## Goal
Please copy the passage from "Strictly by chance, I" to "two coming Wednesdays." word for word from the account of two Shakespeare plays below.

## Document segment
Strictly by chance, I ended up seeing two Shakespeare plays on two consecutive days this week. The first was Henry VI, Part I, here in York, performed by Shakespeare’s Globe. This is the first of three plays, and I’ll be seeing the next two on the two coming Wednesdays.
Then on Thursday, I attended an event for bloggers at the Royal Shakespeare Company’s Swan Theatre (the smaller of two RSC theatres) in Stratford-upon-Avon, seeing their current production of Titus Andronicus, and attending a question and answer session after the performance with director Michael Fentiman, and actors Rose Reynolds (Lavinia), Katy Stephens (Tamora) and Stephen Boxer (Titus). It has been an interesting week.
Rose Reynolds and Stephen Boxer at a question and answer session after the performance.
While Henry VI Part I was an insipid performance, with wooden actors and uninteresting staging, Titus Andronicus was a revelation. Both of these plays are among Shakespeare’s earliest, and Shakespeare may have collaborated with other authors when writing them. Henry VI was probably written in 1591, and Titus Andronicus between 1590 and 1593. Both are considered to be among Shakespeare’s weaker plays, as well, and Harold Bloom, in Shakespeare: The Invention of the Human, is very critical of Titus Andronicus. Bloom says that “Everything and everyone on stage is very remote from us, the rigid Titus most of all,” and, “I don’t think I’d see the play again unless Mel Brooks directed it, with his company of zanies, or perhaps it could be made into a musical.”

## Data listing
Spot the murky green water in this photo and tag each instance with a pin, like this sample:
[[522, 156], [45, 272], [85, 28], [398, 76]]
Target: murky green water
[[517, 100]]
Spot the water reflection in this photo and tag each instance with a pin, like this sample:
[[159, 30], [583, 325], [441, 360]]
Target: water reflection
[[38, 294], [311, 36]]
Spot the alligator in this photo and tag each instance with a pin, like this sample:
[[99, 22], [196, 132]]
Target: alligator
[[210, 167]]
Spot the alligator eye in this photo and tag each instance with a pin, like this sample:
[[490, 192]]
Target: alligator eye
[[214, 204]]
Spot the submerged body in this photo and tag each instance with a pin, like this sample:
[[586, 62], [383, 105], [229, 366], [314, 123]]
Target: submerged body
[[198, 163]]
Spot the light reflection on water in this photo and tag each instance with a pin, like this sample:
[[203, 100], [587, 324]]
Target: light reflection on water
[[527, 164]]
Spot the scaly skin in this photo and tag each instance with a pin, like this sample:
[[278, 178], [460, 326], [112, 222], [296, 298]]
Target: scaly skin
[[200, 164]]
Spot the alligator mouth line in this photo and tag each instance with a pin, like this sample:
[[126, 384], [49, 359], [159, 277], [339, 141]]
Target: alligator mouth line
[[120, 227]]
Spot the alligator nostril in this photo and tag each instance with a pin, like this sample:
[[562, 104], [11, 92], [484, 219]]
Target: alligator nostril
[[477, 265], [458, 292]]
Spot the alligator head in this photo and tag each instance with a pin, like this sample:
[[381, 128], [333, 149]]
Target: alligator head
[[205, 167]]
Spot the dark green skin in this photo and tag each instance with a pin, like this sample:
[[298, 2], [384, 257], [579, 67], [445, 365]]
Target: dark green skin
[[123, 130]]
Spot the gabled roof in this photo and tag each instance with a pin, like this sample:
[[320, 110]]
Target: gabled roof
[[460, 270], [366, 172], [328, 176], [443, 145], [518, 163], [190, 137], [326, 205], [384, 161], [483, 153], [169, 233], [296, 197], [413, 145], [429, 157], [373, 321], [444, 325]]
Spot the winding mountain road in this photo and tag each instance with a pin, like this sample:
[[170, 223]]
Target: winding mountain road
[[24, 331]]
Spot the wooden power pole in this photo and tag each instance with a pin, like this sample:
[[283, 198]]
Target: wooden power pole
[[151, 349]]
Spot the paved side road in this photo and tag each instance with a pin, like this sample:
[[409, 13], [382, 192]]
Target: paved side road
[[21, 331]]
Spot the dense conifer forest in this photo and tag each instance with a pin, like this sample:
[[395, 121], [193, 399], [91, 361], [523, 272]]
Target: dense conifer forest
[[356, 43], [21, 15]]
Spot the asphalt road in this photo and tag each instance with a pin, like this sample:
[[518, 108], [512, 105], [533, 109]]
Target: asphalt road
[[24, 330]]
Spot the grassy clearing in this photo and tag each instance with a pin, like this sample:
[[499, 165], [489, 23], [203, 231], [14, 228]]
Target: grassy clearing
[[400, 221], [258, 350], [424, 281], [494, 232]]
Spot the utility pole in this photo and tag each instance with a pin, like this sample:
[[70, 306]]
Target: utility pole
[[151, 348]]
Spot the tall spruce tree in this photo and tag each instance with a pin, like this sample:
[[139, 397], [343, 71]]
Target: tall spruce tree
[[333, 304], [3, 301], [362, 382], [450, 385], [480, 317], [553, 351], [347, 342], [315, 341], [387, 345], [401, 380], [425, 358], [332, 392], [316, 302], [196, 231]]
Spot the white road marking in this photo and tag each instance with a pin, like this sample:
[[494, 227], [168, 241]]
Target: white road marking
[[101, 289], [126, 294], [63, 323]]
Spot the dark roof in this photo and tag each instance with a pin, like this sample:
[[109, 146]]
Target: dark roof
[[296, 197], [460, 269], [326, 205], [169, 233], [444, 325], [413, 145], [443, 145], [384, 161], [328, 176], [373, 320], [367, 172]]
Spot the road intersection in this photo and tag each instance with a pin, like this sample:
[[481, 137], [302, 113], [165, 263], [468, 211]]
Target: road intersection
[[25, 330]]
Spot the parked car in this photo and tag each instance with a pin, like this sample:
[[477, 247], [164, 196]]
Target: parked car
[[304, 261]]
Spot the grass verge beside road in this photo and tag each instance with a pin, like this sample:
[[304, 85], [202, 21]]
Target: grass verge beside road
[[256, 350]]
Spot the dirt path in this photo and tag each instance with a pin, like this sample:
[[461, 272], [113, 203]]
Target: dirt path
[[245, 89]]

## Reply to the task
Strictly by chance, I ended up seeing two Shakespeare plays on two consecutive days this week. The first was Henry VI, Part I, here in York, performed by Shakespeare’s Globe. This is the first of three plays, and I’ll be seeing the next two on the two coming Wednesdays.